(Region pointing data)
*** Block opens ***
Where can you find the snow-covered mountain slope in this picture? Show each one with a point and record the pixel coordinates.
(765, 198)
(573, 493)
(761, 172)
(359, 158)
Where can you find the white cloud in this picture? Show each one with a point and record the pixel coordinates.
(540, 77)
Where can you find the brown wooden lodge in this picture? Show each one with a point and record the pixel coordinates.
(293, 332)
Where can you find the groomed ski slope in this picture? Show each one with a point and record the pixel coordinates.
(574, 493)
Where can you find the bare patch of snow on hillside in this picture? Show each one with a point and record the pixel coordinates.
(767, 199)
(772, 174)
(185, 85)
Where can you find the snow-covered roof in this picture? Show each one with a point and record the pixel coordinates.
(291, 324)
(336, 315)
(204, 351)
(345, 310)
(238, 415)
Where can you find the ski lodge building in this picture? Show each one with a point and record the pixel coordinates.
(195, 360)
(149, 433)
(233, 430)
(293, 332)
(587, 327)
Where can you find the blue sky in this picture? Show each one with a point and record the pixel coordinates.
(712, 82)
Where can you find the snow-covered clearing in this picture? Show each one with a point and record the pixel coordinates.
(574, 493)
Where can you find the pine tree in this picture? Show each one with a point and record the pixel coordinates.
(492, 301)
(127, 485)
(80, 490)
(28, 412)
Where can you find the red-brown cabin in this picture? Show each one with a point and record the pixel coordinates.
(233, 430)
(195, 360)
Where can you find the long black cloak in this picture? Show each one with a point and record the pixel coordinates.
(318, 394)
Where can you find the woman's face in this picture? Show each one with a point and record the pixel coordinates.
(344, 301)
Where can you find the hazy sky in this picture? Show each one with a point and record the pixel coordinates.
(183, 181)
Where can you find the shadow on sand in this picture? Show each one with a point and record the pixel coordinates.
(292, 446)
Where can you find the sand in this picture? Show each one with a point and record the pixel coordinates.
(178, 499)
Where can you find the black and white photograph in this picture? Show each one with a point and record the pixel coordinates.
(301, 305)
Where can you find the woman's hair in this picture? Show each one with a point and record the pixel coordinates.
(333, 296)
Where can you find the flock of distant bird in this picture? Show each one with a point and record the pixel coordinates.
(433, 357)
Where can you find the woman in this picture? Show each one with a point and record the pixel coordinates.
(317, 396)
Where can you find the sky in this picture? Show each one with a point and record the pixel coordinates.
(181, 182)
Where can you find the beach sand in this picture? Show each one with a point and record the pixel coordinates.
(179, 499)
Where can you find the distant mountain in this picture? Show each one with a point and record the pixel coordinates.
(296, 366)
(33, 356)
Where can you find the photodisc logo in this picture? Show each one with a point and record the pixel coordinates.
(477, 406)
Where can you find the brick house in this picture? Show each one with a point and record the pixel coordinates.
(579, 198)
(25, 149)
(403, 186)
*** Block closes ***
Down to the last line, reproduce the entries above precisely.

Where can you find the snow-covered mountain slope in this picture? Show each one with a point and record the pixel coordinates.
(765, 198)
(573, 493)
(761, 172)
(359, 158)
Where can you find the white cloud in this picture? Show each one with a point and record the pixel coordinates.
(540, 77)
Where can you find the brown wooden lodge in this picture? Show each one with a point and record the pixel coordinates.
(293, 332)
Where can you find the groomed ski slope in this picture? Show each one with a point and record the pixel coordinates.
(574, 493)
Where can you find the bare patch of snow on hillside in this picture? Show each one with a point and record the pixel coordinates.
(767, 199)
(772, 174)
(185, 85)
Where can you find the snow-covered roof in this picture? Show each one with a point and record the pixel coordinates.
(291, 324)
(336, 315)
(204, 351)
(345, 310)
(238, 415)
Where can you find the ski lodge building in this picture? Show each one with a point and record the pixel coordinates.
(195, 360)
(149, 433)
(233, 430)
(293, 332)
(587, 327)
Where can you find the blue sky in this picture? Show each one with a point and record the pixel coordinates.
(712, 82)
Where can you find the snow-covered clearing in this picture? Show each one with a point and record the pixel coordinates.
(574, 493)
Where can you find the pine tree in this picture? Show each one with a point and record the pixel coordinates.
(492, 301)
(127, 485)
(80, 490)
(28, 412)
Where can you find the red-brown cabin in this picture? Show each one with a point and record the pixel coordinates.
(233, 430)
(195, 360)
Where can you find the long black cloak in this picture? Show each one with a point and record the pixel coordinates.
(318, 394)
Where can you find the woman's face in this picture? Show each one with a point and record the pixel coordinates.
(344, 301)
Where can you find the hazy sky in this picture? Show each one with a point and record the pixel coordinates.
(183, 181)
Where can you find the shadow on sand in this picture? Show each one with a point and record the pixel coordinates.
(292, 446)
Where can you find the sand in this picture? Show each one with a point and record the pixel coordinates.
(178, 499)
Where can you find the black and white photograph in this picture? Show each one with a point and record the pixel coordinates.
(301, 305)
Where can you find the woman's hair in this picture? Show each one with a point and record the pixel coordinates.
(333, 296)
Where can you find the flock of distant bird in this picture? Show each one with a point and record the pixel coordinates.
(433, 357)
Where can you find the woman in this picture? Show each one with a point and record the pixel coordinates.
(317, 396)
Where can you find the sky in this picture? Show each one with a point and record the pixel coordinates.
(181, 182)
Where can you find the beach sand in this picture? Show each one with a point and record the pixel coordinates.
(179, 499)
Where can you find the distant mountain in this picture? Show each one with a point and record the pixel coordinates.
(296, 366)
(33, 356)
Where can you find the photodisc logo in this picture? Show each one with a point and record the pixel coordinates.
(477, 406)
Where can you find the brick house in this picture? Show each one with a point and record the pixel coordinates.
(579, 198)
(25, 149)
(403, 186)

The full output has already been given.